## Exercise:
Transcribe each record word for word. Skip the images.

[Point localization data]

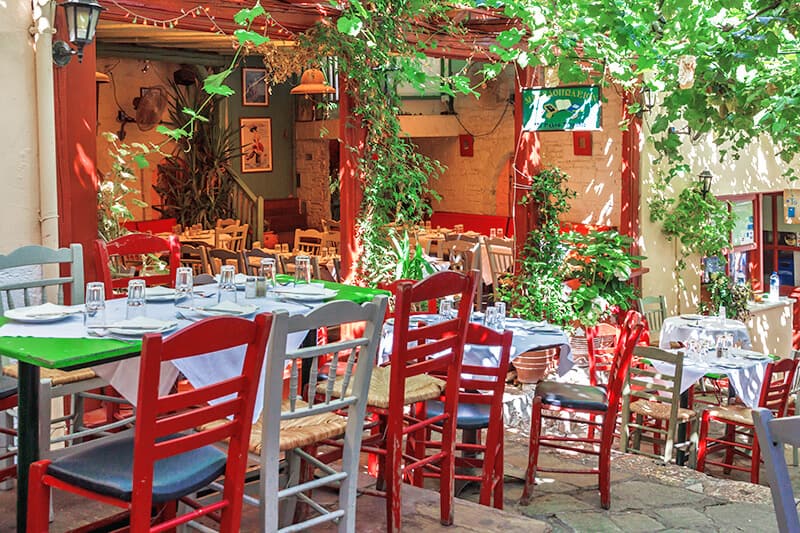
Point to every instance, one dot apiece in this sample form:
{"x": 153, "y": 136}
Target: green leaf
{"x": 245, "y": 36}
{"x": 247, "y": 16}
{"x": 213, "y": 84}
{"x": 141, "y": 161}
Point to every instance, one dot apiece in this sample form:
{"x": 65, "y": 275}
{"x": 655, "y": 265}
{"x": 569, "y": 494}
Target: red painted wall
{"x": 76, "y": 122}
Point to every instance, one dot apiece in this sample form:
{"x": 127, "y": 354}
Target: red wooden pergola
{"x": 76, "y": 112}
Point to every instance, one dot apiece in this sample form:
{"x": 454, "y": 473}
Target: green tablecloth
{"x": 67, "y": 354}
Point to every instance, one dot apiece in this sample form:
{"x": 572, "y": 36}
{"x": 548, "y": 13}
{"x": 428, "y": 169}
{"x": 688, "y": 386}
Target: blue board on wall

## Reply:
Point to every instance, one dot apiece in this sample form:
{"x": 153, "y": 136}
Target: green leaf
{"x": 245, "y": 36}
{"x": 247, "y": 16}
{"x": 213, "y": 84}
{"x": 141, "y": 161}
Point to every instance, one dot apiece in this sample form:
{"x": 65, "y": 275}
{"x": 655, "y": 265}
{"x": 569, "y": 494}
Target: red painted wall
{"x": 76, "y": 122}
Point to every instance, one dot apiece in this sample form:
{"x": 127, "y": 354}
Target: red wooden pergola
{"x": 76, "y": 112}
Point to every instance, one dot apiece in this sample form:
{"x": 454, "y": 473}
Target: green tablecloth
{"x": 67, "y": 354}
Point to every instance, one dot apiece in this sample form:
{"x": 572, "y": 36}
{"x": 548, "y": 13}
{"x": 428, "y": 169}
{"x": 688, "y": 386}
Target: blue board on wall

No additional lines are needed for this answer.